▸ **Work required**: Convert the rows below, starting at the line that contains "of the fingernail" and running through the final row, into a JSON list of strings with one string per line and no blank lines.
● ● ● ●
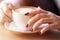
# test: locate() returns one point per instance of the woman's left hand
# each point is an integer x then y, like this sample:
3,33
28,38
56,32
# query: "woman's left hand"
40,17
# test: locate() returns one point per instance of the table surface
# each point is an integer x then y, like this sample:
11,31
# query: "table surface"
9,35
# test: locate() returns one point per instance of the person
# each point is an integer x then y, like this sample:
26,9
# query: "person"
48,13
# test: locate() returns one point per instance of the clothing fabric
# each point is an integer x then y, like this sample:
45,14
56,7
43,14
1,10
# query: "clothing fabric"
49,5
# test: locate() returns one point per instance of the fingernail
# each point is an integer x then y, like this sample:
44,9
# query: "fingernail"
26,13
27,25
32,30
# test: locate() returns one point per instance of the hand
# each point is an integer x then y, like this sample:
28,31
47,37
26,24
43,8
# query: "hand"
6,12
40,17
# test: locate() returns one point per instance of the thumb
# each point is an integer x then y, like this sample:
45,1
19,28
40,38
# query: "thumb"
43,30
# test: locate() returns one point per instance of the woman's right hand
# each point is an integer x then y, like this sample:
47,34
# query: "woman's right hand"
5,12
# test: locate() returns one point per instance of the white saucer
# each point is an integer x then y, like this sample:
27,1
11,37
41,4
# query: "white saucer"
14,28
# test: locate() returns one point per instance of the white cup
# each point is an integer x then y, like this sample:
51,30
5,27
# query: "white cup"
20,19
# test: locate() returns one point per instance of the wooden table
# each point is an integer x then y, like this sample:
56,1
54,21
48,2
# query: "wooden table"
9,35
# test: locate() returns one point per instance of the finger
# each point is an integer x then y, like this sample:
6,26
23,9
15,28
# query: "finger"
36,11
35,18
49,27
40,22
● ● ● ●
▸ **Task result**:
[
  "# test: locate() returns one point per instance of the fingernail",
  "# each point is an integer x then y, like this sample:",
  "44,9",
  "# query: \"fingernail\"",
  "26,13",
  "27,25",
  "32,30",
  "# test: locate() returns one point per instance of the hand",
  "# each point is an integer x then y, like this sample:",
  "28,31",
  "47,37",
  "26,24",
  "43,8",
  "# query: \"hand\"",
  "6,12",
  "40,17",
  "# test: locate() returns one point per instance of the thumb",
  "# each point is an integer x then y, like this sample:",
  "45,1",
  "19,28",
  "40,38",
  "# query: \"thumb\"",
  "43,30",
  "# test: locate() returns one point per instance of the woman's right hand",
  "# each point is an integer x then y, like this sample:",
  "47,34",
  "# query: \"woman's right hand\"",
  "5,12",
  "# test: locate() returns one point per instance of the white saucer",
  "# each point is an integer x then y, like this sample:",
  "27,1",
  "11,37",
  "41,4",
  "# query: \"white saucer\"",
  "14,28",
  "# test: locate() returns one point per instance of the white cup",
  "# each point is an integer x then y, like this sample:",
  "51,30",
  "5,27",
  "# query: \"white cup\"",
  "20,19",
  "# test: locate() returns one point per instance of the wooden table",
  "# each point is an integer x then y, like this sample:",
  "56,1",
  "54,21",
  "48,2",
  "# query: \"wooden table\"",
  "9,35",
  "# test: locate() returns one point per instance of the finger",
  "# each point is an integer x then y, like this sample:",
  "6,26",
  "23,9",
  "15,28",
  "# query: \"finger\"",
  "36,11",
  "35,18",
  "49,27",
  "40,22"
]